**Instructions to follow**. Copy out the data word for word, from its first line through the line that contains "(438, 196), (456, 223)".
— Begin Excerpted records —
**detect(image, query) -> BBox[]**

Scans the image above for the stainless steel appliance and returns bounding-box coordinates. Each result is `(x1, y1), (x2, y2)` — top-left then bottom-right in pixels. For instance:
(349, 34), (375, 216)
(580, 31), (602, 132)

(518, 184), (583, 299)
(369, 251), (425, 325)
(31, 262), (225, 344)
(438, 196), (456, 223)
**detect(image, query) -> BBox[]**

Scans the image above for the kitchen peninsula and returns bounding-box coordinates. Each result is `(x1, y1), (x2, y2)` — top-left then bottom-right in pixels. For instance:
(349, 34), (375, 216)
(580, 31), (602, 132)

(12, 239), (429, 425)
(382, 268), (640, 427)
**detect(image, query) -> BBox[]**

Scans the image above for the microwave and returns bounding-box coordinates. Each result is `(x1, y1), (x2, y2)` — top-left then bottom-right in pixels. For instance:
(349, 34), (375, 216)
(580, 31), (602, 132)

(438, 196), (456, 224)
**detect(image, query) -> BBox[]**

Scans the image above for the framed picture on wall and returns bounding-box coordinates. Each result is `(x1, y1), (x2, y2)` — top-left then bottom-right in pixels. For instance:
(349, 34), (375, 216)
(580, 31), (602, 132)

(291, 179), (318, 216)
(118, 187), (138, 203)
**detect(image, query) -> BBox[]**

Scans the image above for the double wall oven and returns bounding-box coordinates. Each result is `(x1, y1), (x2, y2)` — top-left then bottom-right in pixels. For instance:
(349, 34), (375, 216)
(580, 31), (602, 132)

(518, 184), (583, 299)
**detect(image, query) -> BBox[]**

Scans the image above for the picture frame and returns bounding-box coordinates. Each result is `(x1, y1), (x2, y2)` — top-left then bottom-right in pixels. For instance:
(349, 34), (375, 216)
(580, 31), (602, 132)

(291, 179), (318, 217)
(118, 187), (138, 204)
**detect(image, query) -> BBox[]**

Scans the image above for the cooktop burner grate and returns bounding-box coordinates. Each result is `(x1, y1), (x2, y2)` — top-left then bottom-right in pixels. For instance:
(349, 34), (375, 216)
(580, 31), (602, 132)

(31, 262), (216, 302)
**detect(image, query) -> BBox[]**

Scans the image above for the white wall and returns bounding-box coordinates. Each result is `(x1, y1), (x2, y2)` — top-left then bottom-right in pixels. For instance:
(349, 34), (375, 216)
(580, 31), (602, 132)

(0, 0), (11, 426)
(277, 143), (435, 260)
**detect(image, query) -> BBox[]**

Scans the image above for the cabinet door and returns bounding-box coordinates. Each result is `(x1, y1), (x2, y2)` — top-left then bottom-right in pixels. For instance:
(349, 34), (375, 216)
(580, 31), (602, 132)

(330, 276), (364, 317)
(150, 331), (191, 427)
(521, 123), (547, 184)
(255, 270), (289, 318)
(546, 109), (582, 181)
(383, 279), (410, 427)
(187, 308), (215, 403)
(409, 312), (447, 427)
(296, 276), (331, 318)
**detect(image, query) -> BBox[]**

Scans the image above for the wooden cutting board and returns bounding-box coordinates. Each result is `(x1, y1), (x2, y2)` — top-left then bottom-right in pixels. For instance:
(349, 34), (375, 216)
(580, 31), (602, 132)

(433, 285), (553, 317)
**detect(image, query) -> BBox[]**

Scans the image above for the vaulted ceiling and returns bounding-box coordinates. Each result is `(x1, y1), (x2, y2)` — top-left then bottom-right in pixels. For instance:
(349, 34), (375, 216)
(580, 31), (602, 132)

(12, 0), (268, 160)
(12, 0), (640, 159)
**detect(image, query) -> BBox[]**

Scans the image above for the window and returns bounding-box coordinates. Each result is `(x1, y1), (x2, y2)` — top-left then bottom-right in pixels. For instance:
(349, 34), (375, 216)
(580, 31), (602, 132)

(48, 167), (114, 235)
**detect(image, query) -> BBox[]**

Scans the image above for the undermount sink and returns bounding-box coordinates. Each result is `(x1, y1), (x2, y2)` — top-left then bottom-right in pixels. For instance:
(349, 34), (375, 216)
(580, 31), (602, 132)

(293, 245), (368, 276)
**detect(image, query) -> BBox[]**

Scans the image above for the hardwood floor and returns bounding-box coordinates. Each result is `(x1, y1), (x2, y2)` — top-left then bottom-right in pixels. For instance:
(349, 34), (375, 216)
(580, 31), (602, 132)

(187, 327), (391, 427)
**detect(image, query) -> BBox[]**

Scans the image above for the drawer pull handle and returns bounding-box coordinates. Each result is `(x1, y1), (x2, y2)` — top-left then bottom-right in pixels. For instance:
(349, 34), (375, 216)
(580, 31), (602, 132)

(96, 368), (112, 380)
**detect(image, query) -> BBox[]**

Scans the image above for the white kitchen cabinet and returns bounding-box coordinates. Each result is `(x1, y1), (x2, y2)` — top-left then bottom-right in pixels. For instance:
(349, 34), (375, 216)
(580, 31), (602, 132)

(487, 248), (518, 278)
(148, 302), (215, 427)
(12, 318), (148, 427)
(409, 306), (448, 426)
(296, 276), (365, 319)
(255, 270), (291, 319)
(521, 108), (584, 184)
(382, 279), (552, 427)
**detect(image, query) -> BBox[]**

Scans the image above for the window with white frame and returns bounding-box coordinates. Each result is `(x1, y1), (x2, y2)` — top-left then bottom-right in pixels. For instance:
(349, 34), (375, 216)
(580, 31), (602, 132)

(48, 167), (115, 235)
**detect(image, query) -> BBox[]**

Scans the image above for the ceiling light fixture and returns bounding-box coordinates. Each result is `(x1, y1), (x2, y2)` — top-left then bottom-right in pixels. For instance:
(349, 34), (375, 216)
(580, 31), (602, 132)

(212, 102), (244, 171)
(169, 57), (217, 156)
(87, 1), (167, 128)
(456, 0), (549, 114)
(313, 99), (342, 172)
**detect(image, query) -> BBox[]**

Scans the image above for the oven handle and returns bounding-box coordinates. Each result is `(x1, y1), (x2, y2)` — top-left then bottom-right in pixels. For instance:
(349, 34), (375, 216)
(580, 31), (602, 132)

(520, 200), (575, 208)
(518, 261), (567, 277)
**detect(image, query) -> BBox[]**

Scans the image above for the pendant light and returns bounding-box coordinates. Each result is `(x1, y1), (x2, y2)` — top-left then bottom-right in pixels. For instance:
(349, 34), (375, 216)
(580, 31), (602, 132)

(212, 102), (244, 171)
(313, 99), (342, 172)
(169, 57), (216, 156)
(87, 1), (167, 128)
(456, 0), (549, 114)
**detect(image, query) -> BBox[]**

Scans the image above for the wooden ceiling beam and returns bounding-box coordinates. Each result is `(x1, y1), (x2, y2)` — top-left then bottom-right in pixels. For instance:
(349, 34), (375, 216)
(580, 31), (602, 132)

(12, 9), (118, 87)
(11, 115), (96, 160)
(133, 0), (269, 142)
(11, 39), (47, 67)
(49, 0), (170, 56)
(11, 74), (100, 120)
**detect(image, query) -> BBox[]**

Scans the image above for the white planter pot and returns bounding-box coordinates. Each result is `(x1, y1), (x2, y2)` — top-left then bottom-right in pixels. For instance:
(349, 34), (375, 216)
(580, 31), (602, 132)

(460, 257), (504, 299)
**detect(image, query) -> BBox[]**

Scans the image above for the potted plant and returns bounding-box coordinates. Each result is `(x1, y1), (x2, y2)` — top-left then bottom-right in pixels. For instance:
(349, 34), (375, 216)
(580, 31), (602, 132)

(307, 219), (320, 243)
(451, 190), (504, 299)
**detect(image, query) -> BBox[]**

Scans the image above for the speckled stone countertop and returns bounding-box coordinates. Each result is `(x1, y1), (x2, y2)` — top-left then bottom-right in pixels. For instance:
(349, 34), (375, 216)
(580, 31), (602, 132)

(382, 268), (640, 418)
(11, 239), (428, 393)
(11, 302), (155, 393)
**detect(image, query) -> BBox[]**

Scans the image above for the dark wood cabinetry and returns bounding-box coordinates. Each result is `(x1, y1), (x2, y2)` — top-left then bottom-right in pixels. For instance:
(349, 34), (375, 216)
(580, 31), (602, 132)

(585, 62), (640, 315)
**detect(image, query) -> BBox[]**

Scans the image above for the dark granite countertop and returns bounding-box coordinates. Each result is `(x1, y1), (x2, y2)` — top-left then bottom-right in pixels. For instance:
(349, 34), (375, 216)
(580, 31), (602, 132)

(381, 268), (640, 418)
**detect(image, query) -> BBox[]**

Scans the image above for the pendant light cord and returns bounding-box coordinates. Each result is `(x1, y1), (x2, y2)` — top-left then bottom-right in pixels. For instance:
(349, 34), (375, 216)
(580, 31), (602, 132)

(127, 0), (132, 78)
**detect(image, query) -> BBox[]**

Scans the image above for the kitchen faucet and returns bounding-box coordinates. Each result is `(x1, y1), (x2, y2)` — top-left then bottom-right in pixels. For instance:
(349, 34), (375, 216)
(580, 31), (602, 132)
— End Excerpted records —
**Result of the exercise**.
**detect(image, query) -> BBox[]**

Scans the image above for the stainless steel appliance and returns bounding-box coordinates. Each result is `(x1, y1), (x2, y2)` — top-left then bottom-right in pixels. For instance:
(349, 34), (375, 216)
(580, 31), (602, 132)

(518, 184), (583, 299)
(369, 251), (425, 325)
(31, 262), (225, 344)
(438, 196), (456, 223)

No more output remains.